Purcell also made contributions to astronomy as the first to detect radio emissions from neutral galactic hydrogen (the famous 21 cm line due to hyperfine splitting), affording the first views of the spiral arms of the Milky Way. This observation helped launch the field of radio astronomy, and measurements of the 21 cm line are still an important technique in modern astronomy. He has also made other seminal contributions to solid state physics, with studies of spin-echo relaxation, nuclear magnetic relaxation, and negative spin temperature (important in the development of the laser). With Norman F. Ramsey, he was the first to question the CP symmetry of particle physics.
Purcell was the recipient of many awards for his scientific, educational, and civic work. He served as science advisor to Presidents Dwight D. Eisenhower, John F. Kennedy, and Lyndon B. Johnson. He was president of the American Physical Society, and a member of the American Philosophical Society, the National Academy of Sciences, and the American Academy of Arts and Sciences. He was awarded the National Medal of Science in 1979. Purcell was also inducted into his Fraternity's (Phi Kappa Sigma) Hall of Fame as the first Phi Kap ever to receive a Nobel Prize.

Source data:
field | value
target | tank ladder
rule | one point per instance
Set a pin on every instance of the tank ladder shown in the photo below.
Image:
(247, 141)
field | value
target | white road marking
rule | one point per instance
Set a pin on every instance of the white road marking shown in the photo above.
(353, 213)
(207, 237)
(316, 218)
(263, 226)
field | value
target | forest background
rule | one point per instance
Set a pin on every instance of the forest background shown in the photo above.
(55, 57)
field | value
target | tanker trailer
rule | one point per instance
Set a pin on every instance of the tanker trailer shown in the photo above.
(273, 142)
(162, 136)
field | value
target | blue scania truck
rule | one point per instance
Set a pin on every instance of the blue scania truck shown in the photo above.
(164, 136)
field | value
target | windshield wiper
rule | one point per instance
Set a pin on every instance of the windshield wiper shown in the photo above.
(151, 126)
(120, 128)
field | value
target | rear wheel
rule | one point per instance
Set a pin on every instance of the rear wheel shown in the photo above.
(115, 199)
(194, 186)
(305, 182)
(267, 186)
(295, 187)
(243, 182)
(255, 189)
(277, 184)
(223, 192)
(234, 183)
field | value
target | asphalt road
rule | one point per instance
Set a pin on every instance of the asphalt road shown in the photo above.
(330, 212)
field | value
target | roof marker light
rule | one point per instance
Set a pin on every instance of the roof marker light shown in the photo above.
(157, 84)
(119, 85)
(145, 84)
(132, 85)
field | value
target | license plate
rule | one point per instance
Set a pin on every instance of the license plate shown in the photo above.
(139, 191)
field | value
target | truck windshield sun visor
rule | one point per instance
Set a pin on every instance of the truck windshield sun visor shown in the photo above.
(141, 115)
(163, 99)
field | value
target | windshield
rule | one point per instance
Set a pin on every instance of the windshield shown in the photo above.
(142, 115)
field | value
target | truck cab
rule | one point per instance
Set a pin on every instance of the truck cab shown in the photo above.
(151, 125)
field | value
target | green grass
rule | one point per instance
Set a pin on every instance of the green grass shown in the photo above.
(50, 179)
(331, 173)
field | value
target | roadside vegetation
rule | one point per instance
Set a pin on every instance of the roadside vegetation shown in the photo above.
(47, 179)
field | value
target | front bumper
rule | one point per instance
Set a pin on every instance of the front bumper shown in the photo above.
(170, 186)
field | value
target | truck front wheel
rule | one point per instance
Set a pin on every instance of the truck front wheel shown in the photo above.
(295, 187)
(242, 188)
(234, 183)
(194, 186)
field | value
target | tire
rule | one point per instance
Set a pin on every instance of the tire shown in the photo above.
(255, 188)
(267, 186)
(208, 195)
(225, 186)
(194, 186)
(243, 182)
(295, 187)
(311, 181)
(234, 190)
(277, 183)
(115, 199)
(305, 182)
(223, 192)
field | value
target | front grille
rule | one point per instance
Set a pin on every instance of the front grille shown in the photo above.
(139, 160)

Task 1: Do these statements agree with the Purcell passage? (a) Purcell was the first to detect radio emissions from neutral galactic hydrogen. (b) Purcell served as science advisor to President Richard Nixon. (c) Purcell received the National Medal of Science in 1979. Answer yes or no for each, quoting the words of the passage that decide it.
Task 2: Can you extend the Purcell passage, picking up after its final sentence?
The material has no connection to the Purcell passage.

Answer area 1:
(a) Yes: "the first to detect radio emissions from neutral galactic hydrogen"
(b) No: "He served as science advisor to Presidents Dwight D. Eisenhower, John F. Kennedy, and Lyndon B. Johnson."
(c) Yes: "He was awarded the National Medal of Science in 1979."

Answer area 2:
Purcell is the author of Electricity and Magnetism (1965) — originally Volume 2 of the Berkeley Physics Course. (A 1984 second edition is meant to stand on its own.) This elegant text, which showcases Purcell's skill as a teacher, is still one of the standard introductory electricity and magnetism textbooks in college physics. Purcell is also remembered by biologists for his famous lecture "Life at Low Reynolds Number.